**Aufgabe 1**
Gib den Abschnitt der Einträge von der Zeile mit „Expected output: for each instance of the clenched“ bis einschließlich zum Ende der Einträge vollständig wieder. Multipliziere dabei jede x- und y-Koordinate der Punkte mit 0,3, runde auf ganze Zahlen (Hälften aufrunden) und übernimm alle übrigen Zeilen unverändert.

**Textauszug**
——————

Die schockierenden Berichte über das Ausmaß von Israels Genozid im Gazastreifen – von der Bombardierung ziviler Einrichtungen über das Erschießen von Hilfesuchenden bis hin zum systematischen Verhungern-Lassen kleiner Kinder – hat weltweit zum erneuten Aufflammen von Protesten geführt, an denen sich Hunderttausende beteiligen.
In Hamburg hat sich ein Hafenarbeiter, der Palästinenser Mohammed Alattar, zu Wort gemeldet. Er hatte sich an die Dienstleistungsgewerkschaft Verdi gewandt, die von sich behauptet, „Arbeitnehmervertreter“ zu sein. Traditionell verhandelt Verdi die Löhne und Bedingungen von Millionen Arbeitenden in den Häfen, Flughäfen, Eisenbahnen, dem Nahverkehr und anderen öffentlichen Einrichtungen.
In all diesen Betrieben sind Arbeiterinnen und Arbeiter bereit, gegen den Genozid aktiv zu werden und die deutschen Waffenlieferungen an Israel zu boykottieren. Aber die Dienstleistungsgewerkschaft weigert sich, auch nur einen Finger zu rühren. Verdi steht an der Seite der SPD in der Merz-Regierung, die Israel mit Waffen und Geld beliefert, und deren „Staatsraison“ jeden Widerstand gegen den Völkermord untersagt und bestraft.

——————

**Bereitgestellte Daten**

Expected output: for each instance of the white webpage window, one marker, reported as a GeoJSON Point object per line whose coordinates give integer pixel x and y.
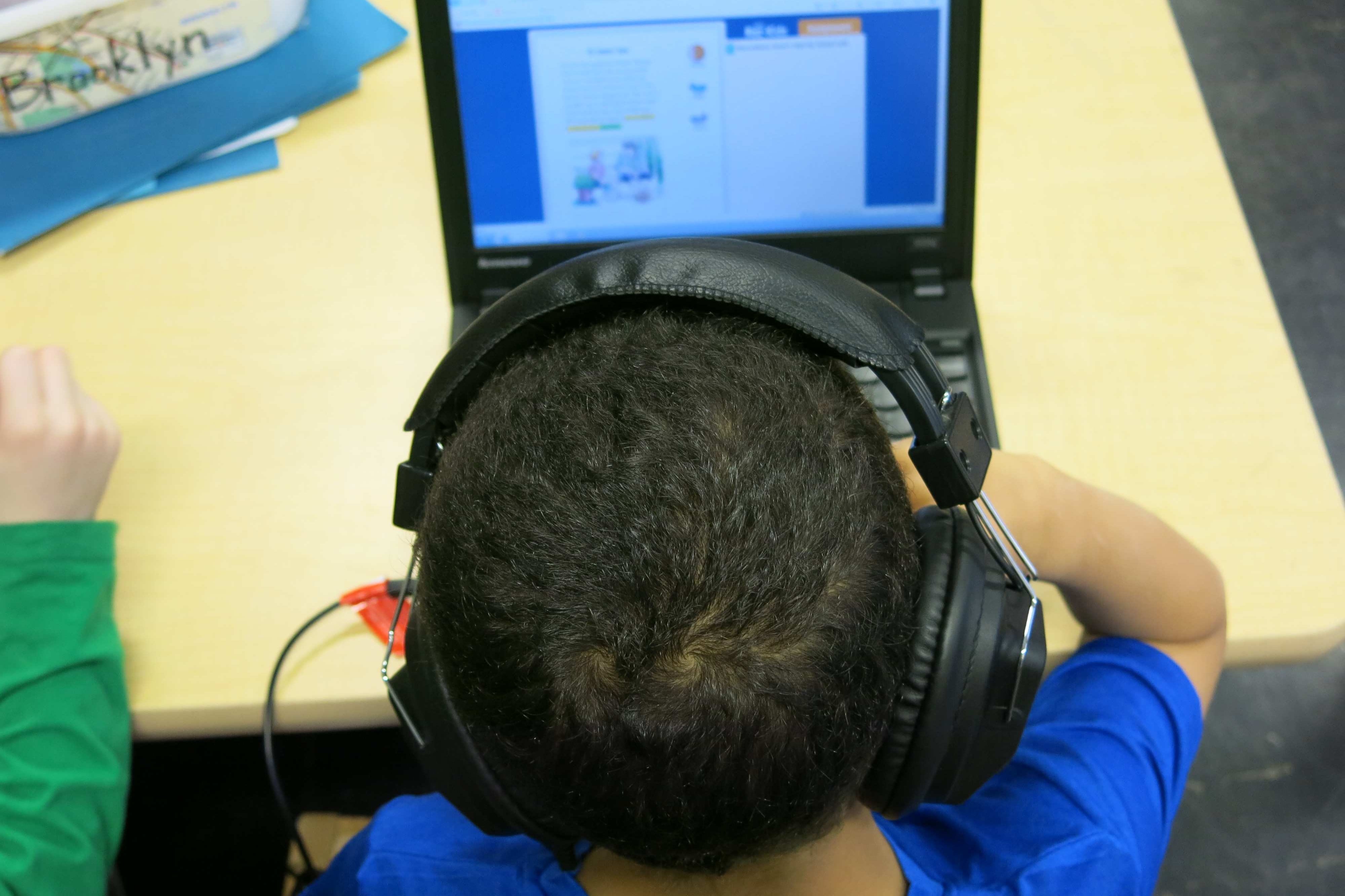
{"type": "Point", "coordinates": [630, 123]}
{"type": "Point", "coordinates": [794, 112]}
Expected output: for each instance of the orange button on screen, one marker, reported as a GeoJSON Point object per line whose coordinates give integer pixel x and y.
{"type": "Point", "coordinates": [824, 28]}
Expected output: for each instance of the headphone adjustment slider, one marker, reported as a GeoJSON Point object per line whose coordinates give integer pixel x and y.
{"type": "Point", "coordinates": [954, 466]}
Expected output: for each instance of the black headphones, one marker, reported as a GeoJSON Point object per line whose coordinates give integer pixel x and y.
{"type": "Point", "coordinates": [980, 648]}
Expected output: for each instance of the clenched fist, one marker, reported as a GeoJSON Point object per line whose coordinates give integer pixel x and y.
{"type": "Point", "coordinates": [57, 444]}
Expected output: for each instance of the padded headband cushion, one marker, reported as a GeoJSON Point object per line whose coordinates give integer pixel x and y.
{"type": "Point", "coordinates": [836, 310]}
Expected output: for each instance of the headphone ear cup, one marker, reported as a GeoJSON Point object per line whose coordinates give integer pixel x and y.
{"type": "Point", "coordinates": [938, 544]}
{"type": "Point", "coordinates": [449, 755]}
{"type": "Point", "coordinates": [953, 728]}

——————

**Aufgabe 2**
Fasse den Absatz im Textauszug, der mit „In all diesen Betrieben“ beginnt, als knappe Liste zusammen und behalte die zentralen Fakten bei.

**Schriftliche Antwort 1**
Expected output: for each instance of the clenched fist, one marker, reported as a GeoJSON Point object per line whose coordinates give integer pixel x and y.
{"type": "Point", "coordinates": [17, 133]}
Expected output: for each instance of the padded headband cushion, one marker, reported as a GeoJSON Point object per line whose coordinates give integer pixel x and y.
{"type": "Point", "coordinates": [251, 93]}
Expected output: for each instance of the headphone ear cup, one marker, reported as a GeoJSON Point object per line whose coordinates give integer pixel x and y.
{"type": "Point", "coordinates": [281, 163]}
{"type": "Point", "coordinates": [135, 227]}
{"type": "Point", "coordinates": [286, 218]}

**Schriftliche Antwort 2**
- Beschäftigte in all diesen Betrieben sind bereit, gegen den Genozid aktiv zu werden und deutsche Waffenlieferungen an Israel zu boykottieren.
- Verdi weigert sich, auch nur einen Finger zu rühren.
- Verdi steht an der Seite der SPD in der Merz-Regierung.
- Diese Regierung beliefert Israel mit Waffen und Geld.
- Ihre „Staatsraison“ untersagt und bestraft jeden Widerstand gegen den Völkermord.